◆ **Task prompt**: Reproduce the listing below with "window" swapped for "pane" everywhere it occurs and every other line left as is. Leave out the pictures.

◆ **Data to process**:
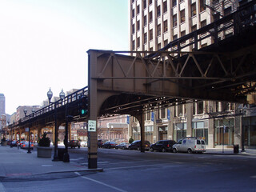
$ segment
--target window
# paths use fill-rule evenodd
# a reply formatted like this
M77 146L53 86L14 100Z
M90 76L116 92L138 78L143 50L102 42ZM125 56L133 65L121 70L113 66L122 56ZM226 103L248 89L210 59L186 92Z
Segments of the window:
M137 21L137 30L140 30L140 23L139 23L139 21Z
M161 9L160 9L160 6L158 6L157 7L157 17L160 17L161 16Z
M161 43L160 44L160 47L161 47ZM158 45L159 45L158 44ZM160 110L160 118L165 118L166 116L166 108L161 108Z
M181 23L185 22L185 10L181 10Z
M153 30L150 30L150 41L153 39Z
M167 12L167 1L163 2L163 13Z
M198 114L203 113L203 102L198 102Z
M158 36L161 35L161 24L158 25Z
M141 46L140 41L141 41L140 37L137 38L137 47L139 47Z
M201 27L206 26L206 19L201 22Z
M152 11L150 12L150 22L153 21L153 14Z
M177 26L177 14L174 14L173 17L173 26Z
M167 39L165 40L165 41L163 42L163 44L164 44L164 46L167 46L167 45L168 45L168 40L167 40Z
M144 16L144 26L146 26L146 15Z
M146 8L146 0L143 1L143 9Z
M137 6L137 14L139 14L139 5Z
M177 6L177 0L173 0L173 7Z
M186 30L183 30L181 32L181 37L183 37L186 35Z
M197 30L197 25L191 26L191 32Z
M161 50L161 42L158 44L158 50Z
M224 10L224 16L227 16L231 14L231 6L229 6Z
M146 32L144 34L144 43L146 43L147 42L147 33Z
M197 14L197 7L195 2L191 5L191 17Z
M166 32L168 30L168 23L167 20L163 22L163 32Z
M200 12L206 10L206 0L200 0Z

◆ **Response below**:
$ segment
--target pane
# paths use fill-rule evenodd
# a reply formatted like this
M77 146L53 86L14 100Z
M90 76L116 92L138 78L143 50L102 42ZM125 56L133 65L121 70L113 66L122 56ZM226 103L248 89L210 59L186 92Z
Segments of the pane:
M137 21L137 30L140 30L140 23L139 23L139 21Z
M161 9L160 9L160 6L158 6L157 7L157 17L160 17L161 16Z
M161 43L160 44L160 47L161 47ZM158 45L159 45L158 44ZM160 110L160 118L165 118L166 116L166 108L161 108Z
M181 23L185 22L185 10L181 10Z
M153 30L150 30L150 41L153 39Z
M167 12L167 1L163 2L163 13Z
M198 114L203 113L203 102L198 102Z
M158 36L161 35L161 24L158 25Z
M141 46L140 41L141 41L140 37L137 38L137 47L139 47Z
M201 27L206 26L206 19L201 22Z
M152 11L150 12L150 22L153 21L153 14Z
M177 26L177 14L174 14L173 17L173 26Z
M167 39L165 40L165 41L163 42L163 44L164 44L164 46L167 46L167 45L168 45L168 40L167 40Z
M144 16L144 26L146 26L146 15Z
M146 8L146 0L143 1L143 9Z
M137 6L137 14L139 14L139 5Z
M177 6L177 0L173 0L173 7Z
M186 30L183 30L181 32L181 37L183 37L186 35Z
M197 30L197 25L191 26L191 32Z
M161 50L161 42L158 44L158 50Z
M224 10L224 16L227 16L231 14L231 6L229 6Z
M146 32L144 34L144 43L146 43L147 42L147 33Z
M197 14L197 7L195 2L191 5L191 17Z
M166 32L168 30L168 23L167 20L163 22L163 32Z
M200 12L206 10L206 0L200 0Z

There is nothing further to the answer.